◆ **Work to be completed**
Lay out the lines below as a Markdown table with two columns, n for the row number and Line for the line itself, omitting any blank lines.

◆ **A block of data**
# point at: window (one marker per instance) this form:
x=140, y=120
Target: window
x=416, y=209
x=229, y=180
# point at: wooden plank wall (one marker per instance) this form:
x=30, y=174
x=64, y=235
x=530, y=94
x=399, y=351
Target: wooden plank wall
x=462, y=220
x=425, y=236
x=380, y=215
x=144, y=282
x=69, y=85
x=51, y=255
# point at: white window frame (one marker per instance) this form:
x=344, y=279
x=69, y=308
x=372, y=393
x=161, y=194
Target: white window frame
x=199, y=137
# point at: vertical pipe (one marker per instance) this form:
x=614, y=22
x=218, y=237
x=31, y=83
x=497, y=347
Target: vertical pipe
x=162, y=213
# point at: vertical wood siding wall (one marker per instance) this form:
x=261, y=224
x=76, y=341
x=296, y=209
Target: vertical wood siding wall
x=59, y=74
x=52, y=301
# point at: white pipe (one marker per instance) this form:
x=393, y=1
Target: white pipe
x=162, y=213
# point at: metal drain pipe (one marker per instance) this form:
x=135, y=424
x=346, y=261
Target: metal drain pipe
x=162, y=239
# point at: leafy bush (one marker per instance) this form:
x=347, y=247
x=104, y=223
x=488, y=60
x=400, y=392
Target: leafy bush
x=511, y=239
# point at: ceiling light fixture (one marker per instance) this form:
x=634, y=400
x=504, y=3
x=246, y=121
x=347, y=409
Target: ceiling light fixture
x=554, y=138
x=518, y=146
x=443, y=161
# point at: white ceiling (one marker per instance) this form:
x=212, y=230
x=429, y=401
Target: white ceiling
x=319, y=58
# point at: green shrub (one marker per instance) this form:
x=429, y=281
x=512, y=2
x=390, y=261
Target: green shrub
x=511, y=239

◆ **Task answer**
| n | Line |
|---|---|
| 1 | # point at: window (one marker per instance) this form: |
| 2 | x=140, y=120 |
| 3 | Target: window |
| 4 | x=416, y=209 |
| 5 | x=229, y=180 |
| 6 | # point at: wooden plank wall (one marker per instance) this form: |
| 7 | x=30, y=174 |
| 8 | x=64, y=235 |
| 9 | x=530, y=94 |
| 10 | x=399, y=351 |
| 11 | Target: wooden plank wall |
| 12 | x=462, y=220 |
| 13 | x=425, y=236 |
| 14 | x=380, y=215 |
| 15 | x=144, y=282 |
| 16 | x=69, y=85 |
| 17 | x=51, y=255 |
| 18 | # point at: white window frame (one marker per instance) this form: |
| 19 | x=344, y=279 |
| 20 | x=69, y=308 |
| 21 | x=372, y=393 |
| 22 | x=161, y=194 |
| 23 | Target: white window frame |
| 24 | x=199, y=137 |
| 25 | # point at: vertical pipe (one marker per instance) this form: |
| 26 | x=614, y=22 |
| 27 | x=218, y=237 |
| 28 | x=31, y=83 |
| 29 | x=497, y=347 |
| 30 | Target: vertical pipe |
| 31 | x=162, y=213 |
| 32 | # point at: vertical wood siding wall (one marker per instance) this form: |
| 33 | x=261, y=224 |
| 34 | x=76, y=341 |
| 35 | x=296, y=209 |
| 36 | Target: vertical wood siding wall |
| 37 | x=59, y=74 |
| 38 | x=52, y=301 |
| 39 | # point at: white pipe (one marker per instance) this form: |
| 40 | x=393, y=1 |
| 41 | Target: white pipe |
| 42 | x=162, y=213 |
| 43 | # point at: metal drain pipe (one marker per instance) this form: |
| 44 | x=135, y=424 |
| 45 | x=346, y=261 |
| 46 | Target: metal drain pipe |
| 47 | x=162, y=239 |
| 48 | # point at: leafy bush (one marker per instance) this form: |
| 49 | x=347, y=247 |
| 50 | x=104, y=223 |
| 51 | x=488, y=60 |
| 52 | x=400, y=392 |
| 53 | Target: leafy bush |
| 54 | x=511, y=239 |
| 55 | # point at: ceiling light fixture (one marker per instance) this form: |
| 56 | x=634, y=400 |
| 57 | x=504, y=3 |
| 58 | x=246, y=121 |
| 59 | x=347, y=409 |
| 60 | Target: ceiling light fixture |
| 61 | x=554, y=138 |
| 62 | x=518, y=146 |
| 63 | x=443, y=161 |
| 64 | # point at: white ceiling (one marker per instance) this form: |
| 65 | x=212, y=230 |
| 66 | x=429, y=401 |
| 67 | Target: white ceiling |
| 68 | x=319, y=58 |
| 69 | # point at: green shrub (one marker per instance) this form: |
| 70 | x=429, y=281 |
| 71 | x=512, y=2 |
| 72 | x=390, y=261 |
| 73 | Target: green shrub |
| 74 | x=511, y=239 |